**WHAT YOU ARE ASKED TO DO**
Edit the passage on jet stream controls on European climate by reproducing it from "Literature Review" up to and including "remained insufficiently quantified.", with "breadbasket" changed to "grain-producing".

**PASSAGE GIVEN**
Jet stream controls on European climate and agriculture since 1300 CE

G. Xu, E. Broadman, et al.

This study delves into 700 years of interannual summer North Atlantic–European jet stream variability, revealing its impact on climate extremes, wildfires, and epidemics in Europe. Conducted by a team of experts, these findings emphasize the critical long-term effects of jet stream variability on our climate and future risks.... show more
Introduction

The study investigates how variability in the latitude of the North Atlantic–European summer jet stream (EU JSL) influences European climate extremes and societal impacts over the last seven centuries. Under anthropogenic climate change, models project a poleward shift and increased waviness of the Northern Hemisphere jet stream, promoting more persistent anomalies and intensified mid-latitude extremes. However, observational records are short and models exhibit biases, leaving uncertainty about historical EU JSL variability and its impacts prior to significant anthropogenic warming. Europe’s rich documentary archives and availability of temperature-sensitive tree-ring proxies provide a unique opportunity to reconstruct past EU JSL behaviour and assess its connections to regional dipole patterns in temperature, precipitation, and drought, and to agricultural, biophysical, and demographic outcomes.

Literature Review

Prior research links jet stream configuration to European weather regimes, including blocking, and to compound extremes such as heatwaves, droughts, floods and wildfires. Studies suggest enhanced jet waviness and faster upper-level winds under warming, as well as quasi-resonant circulation that can synchronize hemispheric extremes. Agricultural literature documents sensitivity of major crops to heat and water stress and the risk of synchronized low yields across breadbasket regions. Proxy-based reconstructions have previously characterized storm tracks and jet variability over recent centuries, and European historical documents have detailed climate impacts on harvests, grain prices, and epidemics. Nonetheless, the long-term regional expression of EU JSL variability and its societal impacts, particularly before the industrial era, has remained insufficiently quantified.

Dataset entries
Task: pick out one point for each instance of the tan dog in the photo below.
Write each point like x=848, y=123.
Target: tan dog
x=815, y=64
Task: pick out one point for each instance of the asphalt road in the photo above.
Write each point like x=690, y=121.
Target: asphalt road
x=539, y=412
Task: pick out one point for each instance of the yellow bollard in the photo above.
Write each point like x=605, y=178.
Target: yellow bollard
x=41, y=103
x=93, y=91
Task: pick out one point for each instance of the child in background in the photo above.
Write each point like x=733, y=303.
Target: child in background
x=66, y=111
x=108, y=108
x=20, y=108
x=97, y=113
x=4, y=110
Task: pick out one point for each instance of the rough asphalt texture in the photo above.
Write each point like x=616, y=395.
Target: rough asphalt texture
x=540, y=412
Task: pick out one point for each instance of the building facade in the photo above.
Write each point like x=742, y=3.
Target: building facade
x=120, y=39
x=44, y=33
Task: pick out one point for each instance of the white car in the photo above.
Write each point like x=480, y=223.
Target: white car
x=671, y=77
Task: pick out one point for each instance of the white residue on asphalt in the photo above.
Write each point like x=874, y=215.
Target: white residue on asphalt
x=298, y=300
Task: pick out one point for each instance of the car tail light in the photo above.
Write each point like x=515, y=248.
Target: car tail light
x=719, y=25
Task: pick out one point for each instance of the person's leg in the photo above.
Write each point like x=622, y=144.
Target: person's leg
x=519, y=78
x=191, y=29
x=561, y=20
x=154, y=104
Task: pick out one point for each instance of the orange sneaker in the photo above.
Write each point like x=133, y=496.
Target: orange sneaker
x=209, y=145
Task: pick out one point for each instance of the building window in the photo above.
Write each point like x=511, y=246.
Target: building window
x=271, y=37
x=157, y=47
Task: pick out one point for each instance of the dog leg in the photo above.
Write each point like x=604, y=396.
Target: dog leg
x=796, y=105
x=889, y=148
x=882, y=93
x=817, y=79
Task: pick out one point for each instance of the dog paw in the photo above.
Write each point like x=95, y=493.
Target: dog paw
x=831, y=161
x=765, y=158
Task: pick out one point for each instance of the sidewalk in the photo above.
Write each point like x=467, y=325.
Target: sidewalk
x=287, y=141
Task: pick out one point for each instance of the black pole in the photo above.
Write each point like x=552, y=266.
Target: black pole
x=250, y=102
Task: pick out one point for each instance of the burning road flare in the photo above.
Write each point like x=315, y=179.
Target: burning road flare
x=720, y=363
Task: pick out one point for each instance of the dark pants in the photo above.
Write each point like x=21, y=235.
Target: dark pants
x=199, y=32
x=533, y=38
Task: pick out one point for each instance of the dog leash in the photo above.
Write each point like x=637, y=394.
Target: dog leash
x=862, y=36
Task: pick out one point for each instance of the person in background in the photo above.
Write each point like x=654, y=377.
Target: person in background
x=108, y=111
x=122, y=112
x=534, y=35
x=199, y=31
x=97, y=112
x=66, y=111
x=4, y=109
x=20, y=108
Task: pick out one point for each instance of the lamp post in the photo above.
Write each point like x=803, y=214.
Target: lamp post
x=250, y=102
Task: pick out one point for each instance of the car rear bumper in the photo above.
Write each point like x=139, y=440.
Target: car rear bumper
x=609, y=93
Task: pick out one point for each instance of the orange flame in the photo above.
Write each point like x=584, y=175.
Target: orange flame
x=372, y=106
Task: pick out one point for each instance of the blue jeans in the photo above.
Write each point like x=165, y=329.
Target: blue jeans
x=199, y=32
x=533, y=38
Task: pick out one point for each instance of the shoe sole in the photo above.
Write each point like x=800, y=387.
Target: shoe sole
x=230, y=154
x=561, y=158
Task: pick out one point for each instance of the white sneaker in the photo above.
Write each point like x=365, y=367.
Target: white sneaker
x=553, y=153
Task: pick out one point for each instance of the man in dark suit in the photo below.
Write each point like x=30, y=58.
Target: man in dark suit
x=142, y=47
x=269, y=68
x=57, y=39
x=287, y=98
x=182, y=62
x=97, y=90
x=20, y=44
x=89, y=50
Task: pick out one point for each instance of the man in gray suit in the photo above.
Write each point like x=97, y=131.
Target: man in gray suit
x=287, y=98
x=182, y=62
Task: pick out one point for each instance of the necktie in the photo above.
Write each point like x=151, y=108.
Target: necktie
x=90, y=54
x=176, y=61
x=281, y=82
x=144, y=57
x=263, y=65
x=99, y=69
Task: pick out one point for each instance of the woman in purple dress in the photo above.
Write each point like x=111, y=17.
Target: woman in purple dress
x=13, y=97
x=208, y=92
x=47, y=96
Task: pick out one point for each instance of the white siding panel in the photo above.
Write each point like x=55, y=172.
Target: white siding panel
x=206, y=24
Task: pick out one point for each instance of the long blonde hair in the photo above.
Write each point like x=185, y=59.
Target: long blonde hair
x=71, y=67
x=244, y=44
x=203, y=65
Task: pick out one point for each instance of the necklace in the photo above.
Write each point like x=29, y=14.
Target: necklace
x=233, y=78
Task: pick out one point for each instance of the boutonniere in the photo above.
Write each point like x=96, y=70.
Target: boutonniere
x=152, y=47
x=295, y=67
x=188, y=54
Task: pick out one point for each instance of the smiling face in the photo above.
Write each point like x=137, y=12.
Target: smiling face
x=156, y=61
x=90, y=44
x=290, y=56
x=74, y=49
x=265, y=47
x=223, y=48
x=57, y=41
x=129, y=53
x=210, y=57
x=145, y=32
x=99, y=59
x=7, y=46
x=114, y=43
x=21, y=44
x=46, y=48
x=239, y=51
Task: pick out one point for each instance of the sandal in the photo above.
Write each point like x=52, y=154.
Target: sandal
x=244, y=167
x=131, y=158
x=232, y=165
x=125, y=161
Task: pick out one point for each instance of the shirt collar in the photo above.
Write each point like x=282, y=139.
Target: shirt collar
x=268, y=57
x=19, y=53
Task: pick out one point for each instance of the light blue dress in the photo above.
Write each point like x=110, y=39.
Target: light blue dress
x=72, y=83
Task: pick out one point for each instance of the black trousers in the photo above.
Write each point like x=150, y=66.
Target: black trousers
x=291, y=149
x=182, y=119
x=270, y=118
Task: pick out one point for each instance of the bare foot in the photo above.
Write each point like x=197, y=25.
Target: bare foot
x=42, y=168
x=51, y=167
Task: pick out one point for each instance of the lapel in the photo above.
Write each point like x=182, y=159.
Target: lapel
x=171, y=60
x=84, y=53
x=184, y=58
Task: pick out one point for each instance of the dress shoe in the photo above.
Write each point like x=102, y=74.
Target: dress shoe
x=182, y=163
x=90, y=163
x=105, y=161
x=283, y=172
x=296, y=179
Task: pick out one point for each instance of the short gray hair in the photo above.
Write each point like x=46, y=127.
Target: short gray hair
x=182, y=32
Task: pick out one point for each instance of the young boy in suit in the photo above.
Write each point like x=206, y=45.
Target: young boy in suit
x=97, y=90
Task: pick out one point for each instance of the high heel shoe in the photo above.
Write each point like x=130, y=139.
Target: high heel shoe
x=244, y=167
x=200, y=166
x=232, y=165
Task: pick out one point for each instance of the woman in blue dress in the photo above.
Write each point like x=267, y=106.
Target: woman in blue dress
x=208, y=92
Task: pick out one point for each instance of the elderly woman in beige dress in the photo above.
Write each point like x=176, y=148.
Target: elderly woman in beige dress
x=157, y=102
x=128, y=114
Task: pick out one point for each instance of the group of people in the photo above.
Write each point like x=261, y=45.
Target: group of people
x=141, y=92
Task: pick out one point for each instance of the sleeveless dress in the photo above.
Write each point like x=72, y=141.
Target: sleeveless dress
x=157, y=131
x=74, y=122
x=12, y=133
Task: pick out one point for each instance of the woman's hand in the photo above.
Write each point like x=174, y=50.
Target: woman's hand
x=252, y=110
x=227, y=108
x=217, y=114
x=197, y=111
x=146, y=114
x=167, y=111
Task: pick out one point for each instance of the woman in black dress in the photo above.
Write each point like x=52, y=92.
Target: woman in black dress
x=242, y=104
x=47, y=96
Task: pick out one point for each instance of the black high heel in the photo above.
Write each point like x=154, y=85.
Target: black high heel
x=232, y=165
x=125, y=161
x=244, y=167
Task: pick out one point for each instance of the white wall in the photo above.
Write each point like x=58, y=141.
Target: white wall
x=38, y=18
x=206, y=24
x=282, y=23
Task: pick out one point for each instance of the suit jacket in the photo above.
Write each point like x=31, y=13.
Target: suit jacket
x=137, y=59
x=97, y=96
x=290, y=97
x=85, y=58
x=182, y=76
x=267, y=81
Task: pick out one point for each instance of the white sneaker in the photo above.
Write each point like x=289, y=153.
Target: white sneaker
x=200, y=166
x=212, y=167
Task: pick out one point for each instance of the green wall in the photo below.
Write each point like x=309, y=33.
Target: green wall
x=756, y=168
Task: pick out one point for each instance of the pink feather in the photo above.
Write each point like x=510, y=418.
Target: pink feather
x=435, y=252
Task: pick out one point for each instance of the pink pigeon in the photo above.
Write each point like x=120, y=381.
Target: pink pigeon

**TASK OUTPUT**
Literature Review

Prior research links jet stream configuration to European weather regimes, including blocking, and to compound extremes such as heatwaves, droughts, floods and wildfires. Studies suggest enhanced jet waviness and faster upper-level winds under warming, as well as quasi-resonant circulation that can synchronize hemispheric extremes. Agricultural literature documents sensitivity of major crops to heat and water stress and the risk of synchronized low yields across grain-producing regions. Proxy-based reconstructions have previously characterized storm tracks and jet variability over recent centuries, and European historical documents have detailed climate impacts on harvests, grain prices, and epidemics. Nonetheless, the long-term regional expression of EU JSL variability and its societal impacts, particularly before the industrial era, has remained insufficiently quantified.